_SHORT EXERCISE A_. Transcribe the stretch of the listing from the line containing "Field-scouting request: tag every instance of the red gardening" through the end of the listing, both ends included, and omit any pictures from your copy.

_EXTRACT PROVIDED_.

Hey guys. I decided to do another project euler problem, and got this problem:

You are given the following information, but you may prefer to do some research for yourself.

    * 1 Jan 1900 was a Monday.
    * Thirty days has September,
      April, June and November.
      All the rest have thirty-one,
      Saving February alone,
      Which has twenty-eight, rain or shine.
      And on leap years, twenty-nine.
    * A leap year occurs on any year evenly divisible by 4, but not on a century unless it is divisible by 400.

How many Sundays fell on the first of the month during the twentieth century (1 Jan 1901 to 31 Dec 2000)?

After I come up with an algorithm, I normally check it against other one's on the web. Mine oddly seems faster and simpler than all the one's I've seen (never happend befor). I just want to make sure it makes sence, and I'm not missing something. Here is the algorithm:

year = 1901
day = 1      //tuesday
sum = 0

while year is less than 2001
  day += 31
  sum += day/7  //add the number of sundays in this january to sum
  day %= 7      //this is the day that this january end on
  if year is divisable by 4 and year is not divisible by 100  //leap year
    day += 335
  else if year is divisable by 4 and divisable by 100         //leap year
    day += 335
  else                                                        //not leap year
    day += 334
  day %= 7    //day now equals the first day fo january

Is there something I'm missing?

_RECORDS TO PROCESS_.

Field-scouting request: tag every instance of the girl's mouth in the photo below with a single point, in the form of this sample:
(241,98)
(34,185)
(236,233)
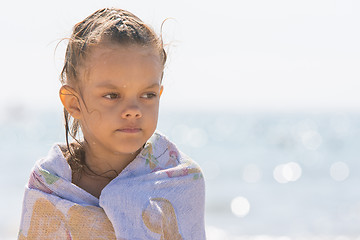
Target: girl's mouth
(129,130)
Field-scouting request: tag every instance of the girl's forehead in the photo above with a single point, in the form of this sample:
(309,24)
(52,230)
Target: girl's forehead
(127,52)
(122,62)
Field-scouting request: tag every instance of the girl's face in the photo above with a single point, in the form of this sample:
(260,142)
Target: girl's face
(121,88)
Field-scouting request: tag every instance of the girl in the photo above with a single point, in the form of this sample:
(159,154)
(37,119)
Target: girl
(123,180)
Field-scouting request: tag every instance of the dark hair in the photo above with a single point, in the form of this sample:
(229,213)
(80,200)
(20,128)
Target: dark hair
(108,25)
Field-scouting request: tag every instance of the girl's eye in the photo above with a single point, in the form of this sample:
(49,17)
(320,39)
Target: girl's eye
(148,95)
(111,96)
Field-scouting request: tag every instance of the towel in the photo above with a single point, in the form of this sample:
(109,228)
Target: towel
(159,195)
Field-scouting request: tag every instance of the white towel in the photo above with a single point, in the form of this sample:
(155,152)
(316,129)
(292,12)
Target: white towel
(159,195)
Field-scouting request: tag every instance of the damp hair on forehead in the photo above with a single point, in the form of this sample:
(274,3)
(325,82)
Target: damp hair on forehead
(104,27)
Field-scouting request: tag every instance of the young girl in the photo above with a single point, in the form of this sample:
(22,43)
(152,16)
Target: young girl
(122,179)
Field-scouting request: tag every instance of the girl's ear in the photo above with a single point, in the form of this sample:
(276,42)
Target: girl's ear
(161,89)
(70,100)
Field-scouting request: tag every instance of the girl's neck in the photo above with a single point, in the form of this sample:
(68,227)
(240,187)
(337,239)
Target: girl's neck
(104,163)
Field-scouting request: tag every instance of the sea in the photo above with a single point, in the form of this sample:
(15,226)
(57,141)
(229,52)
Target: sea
(269,175)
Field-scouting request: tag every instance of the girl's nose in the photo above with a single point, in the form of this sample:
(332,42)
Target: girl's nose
(131,112)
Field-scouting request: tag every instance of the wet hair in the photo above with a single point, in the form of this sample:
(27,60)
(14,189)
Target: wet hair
(105,26)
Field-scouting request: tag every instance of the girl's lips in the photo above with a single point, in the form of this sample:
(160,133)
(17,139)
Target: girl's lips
(130,130)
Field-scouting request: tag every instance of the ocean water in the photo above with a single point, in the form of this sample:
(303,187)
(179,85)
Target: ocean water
(268,175)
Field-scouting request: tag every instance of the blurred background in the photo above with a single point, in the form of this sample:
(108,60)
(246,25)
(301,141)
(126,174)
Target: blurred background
(264,95)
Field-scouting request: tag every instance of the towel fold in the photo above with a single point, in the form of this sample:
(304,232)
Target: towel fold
(159,195)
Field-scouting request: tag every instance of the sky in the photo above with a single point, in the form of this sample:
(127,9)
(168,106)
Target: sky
(244,55)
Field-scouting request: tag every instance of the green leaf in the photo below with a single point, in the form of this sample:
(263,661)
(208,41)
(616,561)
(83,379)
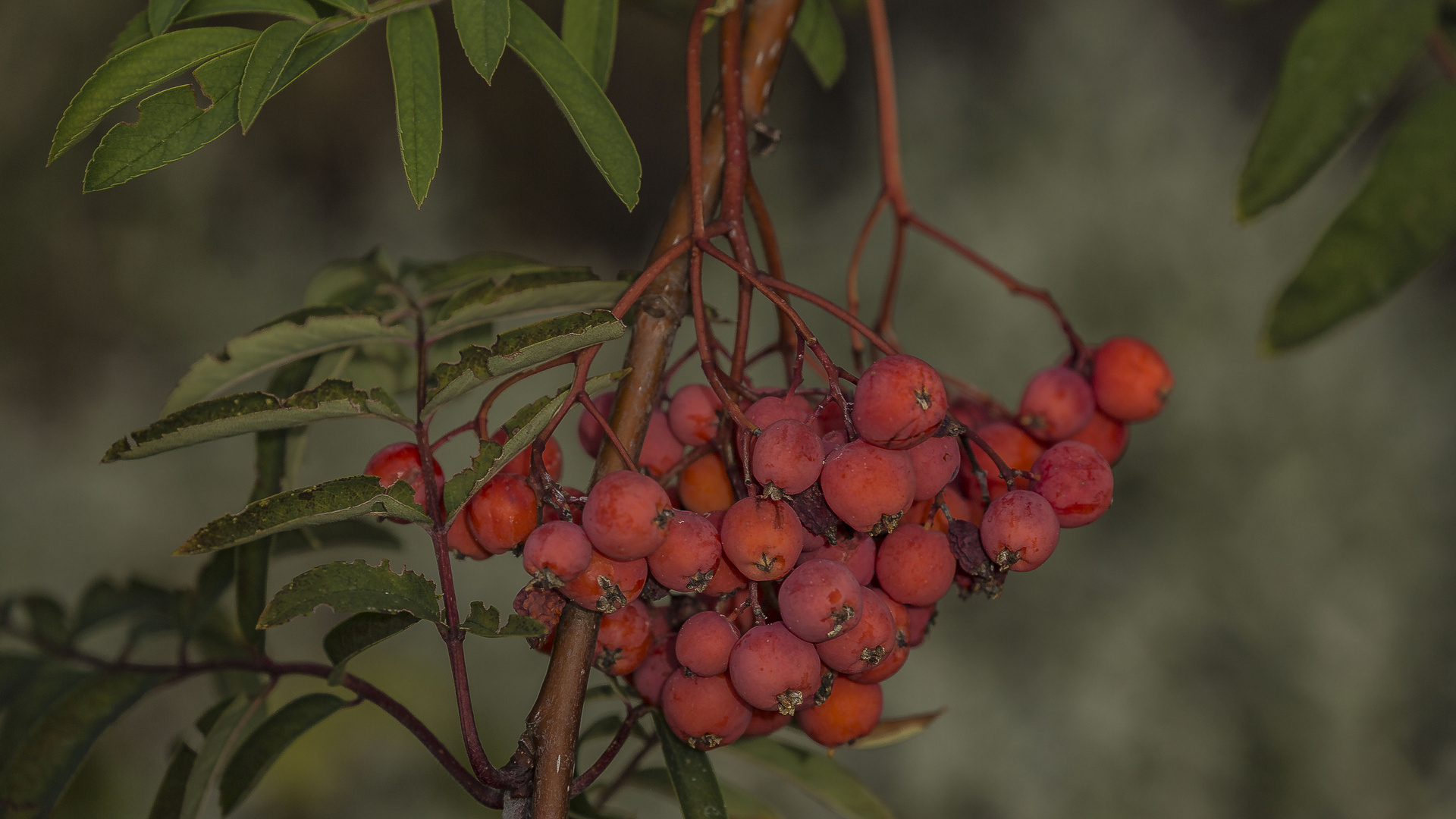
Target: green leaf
(692,776)
(820,39)
(350,588)
(340,499)
(582,101)
(816,773)
(1395,226)
(265,66)
(590,31)
(487,623)
(482,27)
(1341,66)
(55,748)
(277,344)
(127,74)
(267,744)
(414,58)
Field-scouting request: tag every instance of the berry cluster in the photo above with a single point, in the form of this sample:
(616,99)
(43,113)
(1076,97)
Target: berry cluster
(792,591)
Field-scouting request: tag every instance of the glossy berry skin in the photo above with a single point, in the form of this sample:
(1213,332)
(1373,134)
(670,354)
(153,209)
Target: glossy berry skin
(689,556)
(1024,526)
(820,601)
(774,670)
(705,643)
(626,515)
(899,403)
(1130,379)
(704,711)
(1056,404)
(693,414)
(788,455)
(557,553)
(762,538)
(868,487)
(851,711)
(915,566)
(503,513)
(1076,482)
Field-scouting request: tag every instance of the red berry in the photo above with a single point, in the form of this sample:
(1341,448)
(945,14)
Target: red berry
(820,601)
(899,403)
(1019,531)
(1130,379)
(770,668)
(868,487)
(626,515)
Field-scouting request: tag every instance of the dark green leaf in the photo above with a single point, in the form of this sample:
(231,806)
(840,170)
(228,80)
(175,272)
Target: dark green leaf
(816,773)
(350,588)
(1394,228)
(482,27)
(1341,64)
(47,758)
(127,74)
(414,58)
(820,39)
(340,499)
(582,101)
(267,744)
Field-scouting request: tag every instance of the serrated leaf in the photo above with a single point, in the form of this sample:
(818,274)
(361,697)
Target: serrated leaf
(414,60)
(130,74)
(350,588)
(267,744)
(1400,222)
(277,344)
(53,749)
(1340,67)
(817,774)
(340,499)
(482,27)
(820,39)
(582,101)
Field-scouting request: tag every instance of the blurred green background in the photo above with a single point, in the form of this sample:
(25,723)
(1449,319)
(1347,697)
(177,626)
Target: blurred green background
(1263,626)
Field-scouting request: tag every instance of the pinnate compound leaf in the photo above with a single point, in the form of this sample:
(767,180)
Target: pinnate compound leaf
(341,499)
(267,744)
(1394,228)
(414,58)
(821,41)
(817,774)
(351,588)
(1341,64)
(44,763)
(127,74)
(582,101)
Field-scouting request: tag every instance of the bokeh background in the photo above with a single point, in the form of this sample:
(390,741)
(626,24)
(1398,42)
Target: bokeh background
(1263,626)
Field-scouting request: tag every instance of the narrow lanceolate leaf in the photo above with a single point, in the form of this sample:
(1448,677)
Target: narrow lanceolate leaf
(1395,226)
(820,39)
(590,31)
(582,101)
(291,338)
(414,58)
(267,744)
(127,74)
(1341,64)
(265,66)
(482,27)
(817,774)
(340,499)
(350,588)
(50,754)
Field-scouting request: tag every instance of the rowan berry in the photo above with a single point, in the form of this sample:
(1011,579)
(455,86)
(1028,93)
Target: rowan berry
(899,403)
(626,515)
(1019,531)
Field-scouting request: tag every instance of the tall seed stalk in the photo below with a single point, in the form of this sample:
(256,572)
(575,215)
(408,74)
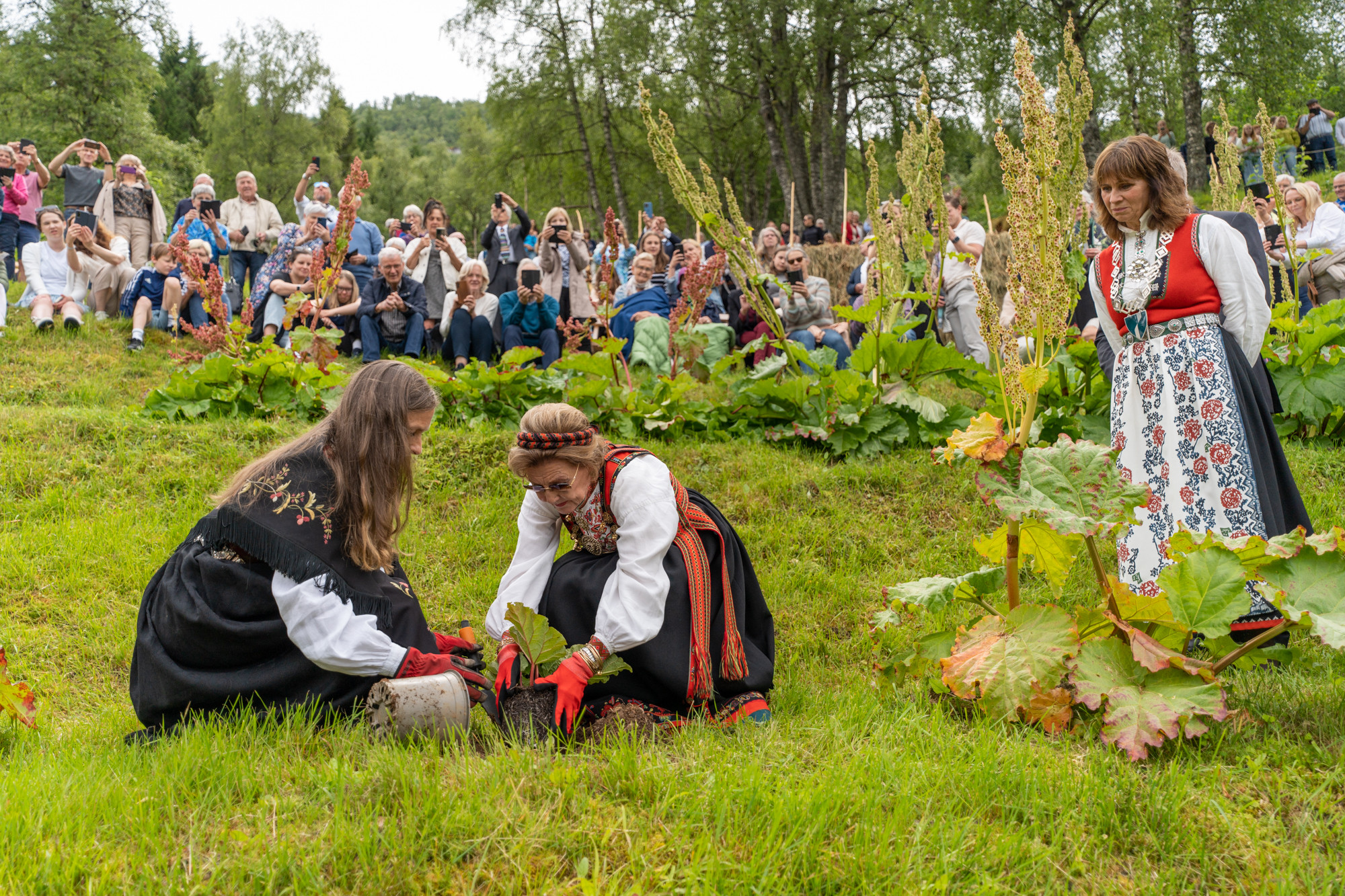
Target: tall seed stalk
(1043,181)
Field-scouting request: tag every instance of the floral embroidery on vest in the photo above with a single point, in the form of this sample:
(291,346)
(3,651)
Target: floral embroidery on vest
(592,526)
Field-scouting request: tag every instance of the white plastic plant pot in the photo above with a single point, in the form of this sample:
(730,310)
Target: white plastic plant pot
(431,706)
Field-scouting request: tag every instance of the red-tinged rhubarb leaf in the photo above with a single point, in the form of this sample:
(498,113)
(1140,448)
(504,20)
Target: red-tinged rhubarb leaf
(1207,591)
(1054,709)
(1003,657)
(1144,709)
(1312,584)
(1074,486)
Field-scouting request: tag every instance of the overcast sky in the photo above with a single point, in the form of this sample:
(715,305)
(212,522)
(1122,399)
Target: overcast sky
(373,52)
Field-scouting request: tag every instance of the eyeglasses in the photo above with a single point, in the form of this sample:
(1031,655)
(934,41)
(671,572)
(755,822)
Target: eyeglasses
(560,486)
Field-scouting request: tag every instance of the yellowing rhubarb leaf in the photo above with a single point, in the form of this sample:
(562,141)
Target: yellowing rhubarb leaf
(983,440)
(1003,657)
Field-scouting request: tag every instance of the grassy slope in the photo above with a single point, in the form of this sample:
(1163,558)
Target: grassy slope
(849,790)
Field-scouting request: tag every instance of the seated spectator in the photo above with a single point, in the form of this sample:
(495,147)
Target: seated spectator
(84,181)
(130,206)
(471,319)
(15,197)
(103,261)
(504,245)
(563,259)
(186,205)
(362,248)
(392,313)
(322,196)
(297,278)
(309,236)
(806,310)
(146,299)
(252,224)
(438,270)
(52,284)
(204,225)
(528,317)
(653,245)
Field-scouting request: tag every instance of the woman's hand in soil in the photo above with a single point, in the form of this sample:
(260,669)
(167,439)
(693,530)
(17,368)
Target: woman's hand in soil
(506,680)
(570,682)
(470,654)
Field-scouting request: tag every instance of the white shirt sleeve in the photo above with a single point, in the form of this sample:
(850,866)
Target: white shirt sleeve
(1327,229)
(1243,313)
(330,634)
(631,610)
(525,580)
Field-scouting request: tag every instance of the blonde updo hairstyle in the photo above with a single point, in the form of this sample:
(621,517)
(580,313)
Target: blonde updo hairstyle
(558,417)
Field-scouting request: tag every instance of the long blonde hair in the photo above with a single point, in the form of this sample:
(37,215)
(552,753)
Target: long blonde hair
(367,444)
(558,417)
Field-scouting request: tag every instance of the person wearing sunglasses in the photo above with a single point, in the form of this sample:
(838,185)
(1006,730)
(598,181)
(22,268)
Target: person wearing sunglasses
(657,576)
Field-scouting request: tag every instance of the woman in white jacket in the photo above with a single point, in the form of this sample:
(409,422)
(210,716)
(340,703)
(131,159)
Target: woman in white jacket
(52,284)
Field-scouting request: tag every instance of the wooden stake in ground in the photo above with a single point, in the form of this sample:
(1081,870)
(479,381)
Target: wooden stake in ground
(792,213)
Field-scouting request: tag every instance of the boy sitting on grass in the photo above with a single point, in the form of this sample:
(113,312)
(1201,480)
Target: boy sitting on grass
(154,296)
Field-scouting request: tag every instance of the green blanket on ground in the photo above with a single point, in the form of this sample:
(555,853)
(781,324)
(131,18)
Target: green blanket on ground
(650,346)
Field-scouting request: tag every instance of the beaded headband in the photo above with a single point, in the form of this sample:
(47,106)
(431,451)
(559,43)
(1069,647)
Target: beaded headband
(549,440)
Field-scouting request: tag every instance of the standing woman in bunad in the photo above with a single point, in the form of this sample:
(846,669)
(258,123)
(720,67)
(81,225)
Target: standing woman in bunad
(1183,306)
(290,592)
(657,575)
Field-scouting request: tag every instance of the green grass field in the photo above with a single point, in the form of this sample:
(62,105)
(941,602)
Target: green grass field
(848,791)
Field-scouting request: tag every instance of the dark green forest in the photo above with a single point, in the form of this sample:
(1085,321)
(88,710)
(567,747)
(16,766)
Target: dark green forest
(769,93)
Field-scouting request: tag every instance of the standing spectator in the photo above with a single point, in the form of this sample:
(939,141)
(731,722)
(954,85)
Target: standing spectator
(36,178)
(960,299)
(84,182)
(52,284)
(185,205)
(853,229)
(1288,142)
(1250,146)
(392,311)
(322,196)
(563,259)
(436,263)
(103,259)
(528,317)
(504,245)
(362,249)
(307,236)
(806,310)
(131,209)
(252,224)
(1316,127)
(1167,136)
(204,227)
(813,231)
(15,197)
(471,319)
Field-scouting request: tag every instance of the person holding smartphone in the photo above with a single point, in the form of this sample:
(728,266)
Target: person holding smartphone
(131,209)
(563,256)
(84,181)
(529,315)
(201,221)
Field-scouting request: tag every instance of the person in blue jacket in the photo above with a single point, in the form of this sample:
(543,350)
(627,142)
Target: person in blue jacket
(528,317)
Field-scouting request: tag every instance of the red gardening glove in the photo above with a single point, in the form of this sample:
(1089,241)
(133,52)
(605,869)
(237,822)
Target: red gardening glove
(508,676)
(418,665)
(570,682)
(470,653)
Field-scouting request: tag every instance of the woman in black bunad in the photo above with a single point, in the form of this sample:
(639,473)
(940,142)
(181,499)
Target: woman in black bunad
(657,576)
(1184,307)
(290,591)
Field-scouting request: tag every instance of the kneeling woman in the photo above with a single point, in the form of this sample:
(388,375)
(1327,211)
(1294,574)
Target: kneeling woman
(290,591)
(657,575)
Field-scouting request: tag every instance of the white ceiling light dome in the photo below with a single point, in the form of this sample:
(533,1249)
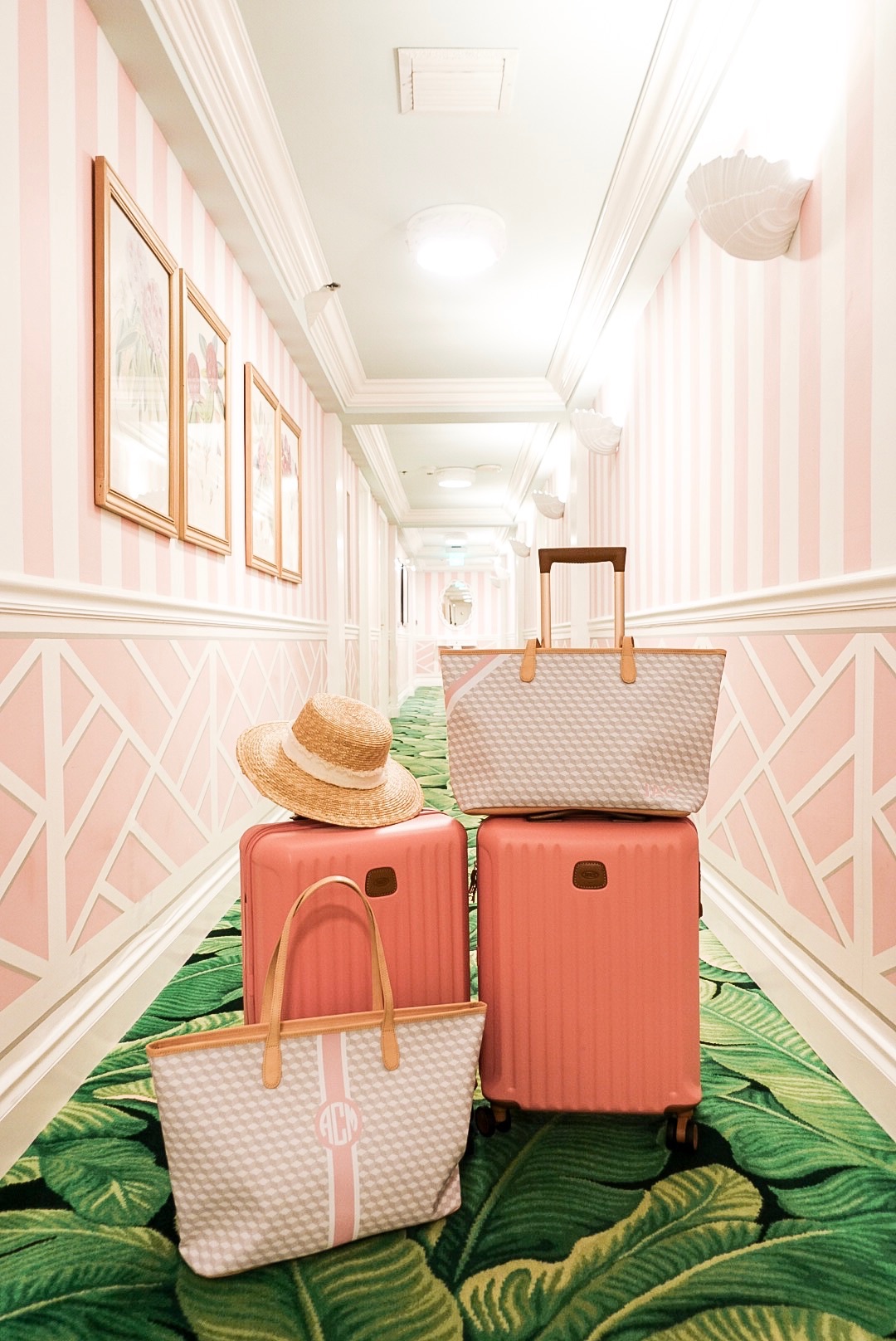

_SHORT EXERCISE B_. In the Project Euler post, list every month that the rhyme about month lengths names.

_FINAL ANSWER A_.
Field-scouting request: tag every instance of the red gardening glove in the photo above with a single point, in the form of this sample:
(1089,241)
(133,52)
(605,869)
(237,822)
Target: red gardening glove
(508,676)
(418,665)
(570,682)
(470,653)
Field-scouting request: tag every instance of the woman in black bunad in the photo above with a single point, in the form of this sample:
(639,473)
(940,142)
(181,499)
Target: woman in black bunad
(657,576)
(1184,307)
(290,591)
Field-scouting request: tag every instance of the kneeling woman in the photo above with a single point, in the form of this sample:
(388,375)
(1327,211)
(1294,574)
Target: kneeling woman
(290,591)
(657,575)
Field-scouting request: tag every instance of the white ceiling light dome in the photo below with a single point, in the form of this sample:
(533,1249)

_FINAL ANSWER B_. September, April, June, November, February